• Written request
Update the listing below by changing every "Detect" to "Find", keeping everything else the same.

• Box-labeled dataset extracts
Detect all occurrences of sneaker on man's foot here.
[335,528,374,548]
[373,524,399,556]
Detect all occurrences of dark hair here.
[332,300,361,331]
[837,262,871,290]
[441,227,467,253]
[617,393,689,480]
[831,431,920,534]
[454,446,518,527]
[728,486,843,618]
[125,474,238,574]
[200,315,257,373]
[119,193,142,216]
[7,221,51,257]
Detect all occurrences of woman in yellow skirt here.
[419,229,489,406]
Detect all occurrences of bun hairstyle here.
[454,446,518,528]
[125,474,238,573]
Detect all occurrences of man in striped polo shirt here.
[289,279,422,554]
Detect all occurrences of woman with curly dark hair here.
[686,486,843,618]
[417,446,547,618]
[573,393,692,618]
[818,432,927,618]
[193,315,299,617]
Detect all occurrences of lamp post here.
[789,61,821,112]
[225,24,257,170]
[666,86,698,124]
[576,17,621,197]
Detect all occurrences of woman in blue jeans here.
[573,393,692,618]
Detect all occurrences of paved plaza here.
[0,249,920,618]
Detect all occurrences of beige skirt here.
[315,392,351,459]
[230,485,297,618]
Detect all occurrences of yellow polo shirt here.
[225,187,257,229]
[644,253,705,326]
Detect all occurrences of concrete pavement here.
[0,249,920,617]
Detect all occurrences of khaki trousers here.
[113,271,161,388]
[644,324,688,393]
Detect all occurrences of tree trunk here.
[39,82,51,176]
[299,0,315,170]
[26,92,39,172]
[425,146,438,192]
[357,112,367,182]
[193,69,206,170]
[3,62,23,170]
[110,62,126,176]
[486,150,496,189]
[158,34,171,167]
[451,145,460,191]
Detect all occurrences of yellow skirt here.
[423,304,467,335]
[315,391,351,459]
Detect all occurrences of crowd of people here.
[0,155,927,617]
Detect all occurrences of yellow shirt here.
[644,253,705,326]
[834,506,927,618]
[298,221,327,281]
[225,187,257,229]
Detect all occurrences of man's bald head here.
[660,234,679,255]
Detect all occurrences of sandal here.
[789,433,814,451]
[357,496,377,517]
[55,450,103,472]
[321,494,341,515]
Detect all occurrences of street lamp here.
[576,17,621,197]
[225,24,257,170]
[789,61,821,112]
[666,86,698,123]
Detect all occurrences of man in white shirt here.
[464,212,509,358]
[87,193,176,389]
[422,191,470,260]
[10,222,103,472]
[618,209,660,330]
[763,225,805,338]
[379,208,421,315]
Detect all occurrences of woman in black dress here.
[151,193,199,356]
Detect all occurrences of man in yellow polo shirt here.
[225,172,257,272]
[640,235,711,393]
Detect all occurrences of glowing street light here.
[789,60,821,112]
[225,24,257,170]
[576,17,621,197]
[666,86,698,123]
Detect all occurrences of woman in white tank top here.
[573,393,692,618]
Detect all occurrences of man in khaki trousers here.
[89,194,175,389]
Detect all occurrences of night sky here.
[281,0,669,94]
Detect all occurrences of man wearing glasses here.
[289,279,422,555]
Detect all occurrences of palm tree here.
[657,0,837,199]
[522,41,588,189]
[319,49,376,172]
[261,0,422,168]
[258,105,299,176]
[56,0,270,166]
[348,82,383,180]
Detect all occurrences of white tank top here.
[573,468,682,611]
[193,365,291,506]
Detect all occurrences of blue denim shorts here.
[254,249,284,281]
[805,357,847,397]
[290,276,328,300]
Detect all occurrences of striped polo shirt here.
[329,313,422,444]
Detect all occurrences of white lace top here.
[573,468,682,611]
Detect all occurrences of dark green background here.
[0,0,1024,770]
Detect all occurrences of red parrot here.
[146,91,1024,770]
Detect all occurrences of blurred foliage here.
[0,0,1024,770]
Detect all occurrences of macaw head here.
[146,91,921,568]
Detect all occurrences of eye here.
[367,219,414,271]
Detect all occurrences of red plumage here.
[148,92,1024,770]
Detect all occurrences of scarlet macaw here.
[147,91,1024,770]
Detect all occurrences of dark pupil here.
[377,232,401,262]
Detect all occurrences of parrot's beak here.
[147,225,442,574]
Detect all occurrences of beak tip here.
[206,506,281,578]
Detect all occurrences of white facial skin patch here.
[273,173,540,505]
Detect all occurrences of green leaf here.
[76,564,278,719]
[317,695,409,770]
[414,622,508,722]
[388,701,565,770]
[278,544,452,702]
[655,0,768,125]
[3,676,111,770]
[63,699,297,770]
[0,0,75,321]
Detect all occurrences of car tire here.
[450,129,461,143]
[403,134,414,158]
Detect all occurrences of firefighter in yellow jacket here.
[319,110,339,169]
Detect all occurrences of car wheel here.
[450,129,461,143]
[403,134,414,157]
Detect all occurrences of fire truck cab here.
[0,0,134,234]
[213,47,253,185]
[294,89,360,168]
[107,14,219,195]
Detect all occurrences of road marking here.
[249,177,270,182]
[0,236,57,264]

• Reply to the task
Find all occurrences of sneaker on man's foot here.
[335,528,374,548]
[373,524,399,556]
Find all occurrences of dark hair here.
[332,300,361,331]
[837,262,871,290]
[441,227,467,253]
[617,393,689,480]
[831,431,920,534]
[454,446,518,527]
[728,486,843,618]
[125,474,238,574]
[200,315,257,373]
[119,193,142,216]
[7,221,51,257]
Find all occurrences of woman in yellow skirt here.
[419,229,489,406]
Find all occurrences of bun hairstyle here.
[454,446,518,528]
[125,474,238,573]
Find all occurrences of man in striped polo shirt here.
[289,279,422,554]
Find all occurrences of woman with curly dark hair here.
[686,486,843,618]
[417,446,547,618]
[573,393,692,618]
[818,432,927,618]
[193,315,299,617]
Find all occurrences of lamp post here.
[789,61,821,112]
[225,24,257,170]
[666,86,698,124]
[576,17,621,197]
Find all occurrences of woman in blue jeans here.
[573,393,692,618]
Find all occurrences of paved plaza here.
[0,249,920,618]
Find all occurrences of beige skirt here.
[315,392,351,459]
[230,485,297,618]
Find all occurrences of yellow polo shirt here.
[225,187,257,229]
[644,253,705,326]
Find all occurrences of concrete pavement here.
[0,249,920,617]
Find all occurrences of khaki trousers here.
[113,271,161,388]
[644,324,688,393]
Find all occurrences of tree trunk here.
[39,82,51,176]
[299,0,315,170]
[26,92,39,172]
[425,146,438,192]
[357,112,367,182]
[193,69,206,170]
[3,62,23,170]
[110,62,126,176]
[486,150,496,189]
[158,34,171,167]
[451,145,460,191]
Find all occurrences of yellow skirt here.
[423,304,467,335]
[315,391,351,459]
Find all occurrences of crowd of people here.
[0,155,927,617]
Find all occurrences of yellow shirt here.
[644,253,705,326]
[834,506,927,618]
[298,221,327,281]
[225,187,257,229]
Find all occurrences of man's bald head here.
[660,234,679,255]
Find all occurrences of sandal here.
[789,433,814,451]
[357,496,377,517]
[55,450,103,472]
[321,494,341,515]
Find all occurrences of street lamp here.
[576,17,621,197]
[225,24,257,170]
[789,61,821,112]
[666,86,698,123]
Find all occurrences of man in white shirt here.
[464,212,509,358]
[87,193,176,389]
[422,191,470,260]
[10,222,103,472]
[618,209,660,330]
[763,225,805,338]
[379,208,421,315]
Find all occurrences of woman in black dress here.
[151,193,199,356]
Find all occurrences of man in yellow polo shirt here.
[225,172,257,272]
[640,235,711,393]
Find all occurrences of glowing street light here.
[789,60,821,112]
[225,24,257,170]
[576,17,621,197]
[666,86,698,123]
Find all occurrences of woman in white tank top here.
[573,393,692,618]
Find all occurrences of man in khaki trousers here.
[89,194,175,389]
Find all occurrences of night sky here.
[281,0,669,94]
Find all occurrences of man wearing glasses here.
[289,279,422,555]
Find all occurrences of palm tree here.
[657,0,837,199]
[522,41,588,189]
[319,49,376,172]
[261,0,422,168]
[258,105,299,176]
[56,0,270,166]
[348,82,383,180]
Find all occurrences of white tank top here.
[573,468,682,611]
[193,365,291,506]
Find all occurrences of blue denim shorts here.
[254,249,284,281]
[805,357,847,397]
[290,276,328,300]
Find all occurrences of striped polo shirt here.
[329,313,422,444]
Find all occurrences of white lace top here.
[573,468,682,611]
Find all occurrences of dark green background here.
[0,0,1024,770]
Find all occurrences of red parrot here.
[146,91,1024,770]
Find all occurrences of blurred foliage here.
[0,0,1024,770]
Find all occurrences of macaw head here.
[146,91,921,568]
Find all occurrences of eye here.
[367,219,414,271]
Find all occurrences of red plumage here.
[148,92,1024,770]
Find all occurrences of scarlet macaw here.
[147,91,1024,770]
Find all occurrences of dark pupil here.
[377,232,401,262]
Find all occurrences of parrot's beak here.
[147,225,442,574]
Find all occurrences of beak tip here.
[206,506,281,578]
Find all occurrences of white facial skin patch here.
[273,173,540,505]
Find all occurrences of green leaf here.
[76,564,278,719]
[317,695,409,770]
[414,622,508,722]
[388,701,565,770]
[278,544,452,702]
[655,0,768,125]
[3,676,111,770]
[63,699,297,770]
[0,0,75,321]
Find all occurrences of car tire here.
[450,129,461,143]
[403,134,414,158]
Find all occurrences of firefighter in yellow jacket here.
[319,110,339,169]
Find all occurrences of car wheel here.
[450,129,461,143]
[403,134,414,157]
Find all occurrences of fire truck cab here.
[0,0,134,234]
[213,47,253,185]
[294,89,360,168]
[107,14,219,195]
Find all occurrences of road marking here.
[249,177,270,182]
[0,236,57,264]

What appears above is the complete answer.